Task prompt: Rewrite the whole listing below as a numbered list with one entry per line. Skip blank lines and leave out the pictures.

The input:

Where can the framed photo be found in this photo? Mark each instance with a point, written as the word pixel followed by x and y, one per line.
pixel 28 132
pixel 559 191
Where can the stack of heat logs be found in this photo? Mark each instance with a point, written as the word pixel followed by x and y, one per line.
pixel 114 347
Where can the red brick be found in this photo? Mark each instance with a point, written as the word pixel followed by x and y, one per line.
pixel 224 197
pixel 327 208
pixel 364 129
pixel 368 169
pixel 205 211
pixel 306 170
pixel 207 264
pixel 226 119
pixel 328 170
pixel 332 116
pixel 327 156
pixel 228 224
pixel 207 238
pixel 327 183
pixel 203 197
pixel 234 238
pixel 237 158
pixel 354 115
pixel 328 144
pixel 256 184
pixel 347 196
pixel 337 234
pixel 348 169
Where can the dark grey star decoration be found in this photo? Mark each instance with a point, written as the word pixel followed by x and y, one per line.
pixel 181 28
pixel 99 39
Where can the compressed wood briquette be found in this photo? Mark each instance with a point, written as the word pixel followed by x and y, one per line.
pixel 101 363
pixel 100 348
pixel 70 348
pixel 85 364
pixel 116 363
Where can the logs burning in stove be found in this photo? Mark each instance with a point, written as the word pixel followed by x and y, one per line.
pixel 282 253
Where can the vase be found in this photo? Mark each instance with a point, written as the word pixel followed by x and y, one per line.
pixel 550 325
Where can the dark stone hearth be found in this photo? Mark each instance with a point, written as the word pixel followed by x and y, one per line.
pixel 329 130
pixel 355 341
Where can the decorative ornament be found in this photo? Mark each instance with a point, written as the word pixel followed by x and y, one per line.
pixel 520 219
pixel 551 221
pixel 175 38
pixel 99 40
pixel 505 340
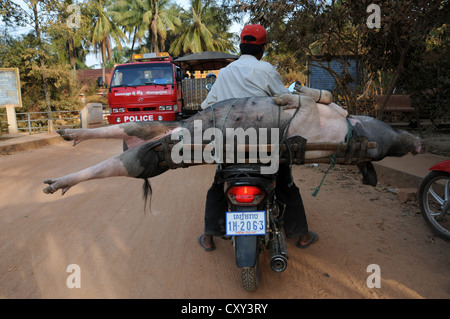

Written answer:
1. Where can the framed photo be found in this photo? Mark each instance with a point, written as the word pixel followed by x and y, one per line.
2. pixel 28 132
3. pixel 559 191
4. Where can the stack of heat logs be found in this photo? Mark each instance with a point, written as the word pixel followed by x and y, one per line.
5. pixel 114 347
6. Where can the red brick be found in this photo? Mark each instance with a point, written as the word pixel followed by x and y, one per line.
7. pixel 224 197
8. pixel 327 208
9. pixel 364 129
10. pixel 368 169
11. pixel 205 211
12. pixel 306 170
13. pixel 207 264
14. pixel 226 119
15. pixel 328 170
16. pixel 332 116
17. pixel 327 156
18. pixel 228 224
19. pixel 207 238
20. pixel 327 183
21. pixel 203 197
22. pixel 234 238
23. pixel 237 158
24. pixel 354 115
25. pixel 328 144
26. pixel 256 184
27. pixel 347 196
28. pixel 337 234
29. pixel 348 169
30. Where can the dark grey star decoration be found in this photo? Mark each instance with a point, written as the word pixel followed by x and y, one per line.
31. pixel 181 28
32. pixel 99 39
33. Where can the compressed wood briquette be found in this photo? Mark each instance with a point, written as the word pixel followed by x and y, one per line.
34. pixel 101 363
35. pixel 100 348
36. pixel 70 348
37. pixel 85 364
38. pixel 116 363
39. Where can the logs burning in stove be found in this photo? Mark each instance with a point, written as the word pixel followed by x and y, one per line.
40. pixel 282 253
41. Where can the vase be found in this photo? Mark each instance with a point, written as the word pixel followed by x and y, one per line.
42. pixel 550 325
43. Where can the dark stone hearth be found in this photo? Mark each instance with a point, written as the word pixel followed by x and y, one per line.
44. pixel 329 130
45. pixel 355 341
46. Where can the decorative ornament be found in this photo? Mark each instance with a point, written as the word pixel followed by x and y, one per line.
47. pixel 520 219
48. pixel 551 221
49. pixel 175 38
50. pixel 99 40
51. pixel 505 340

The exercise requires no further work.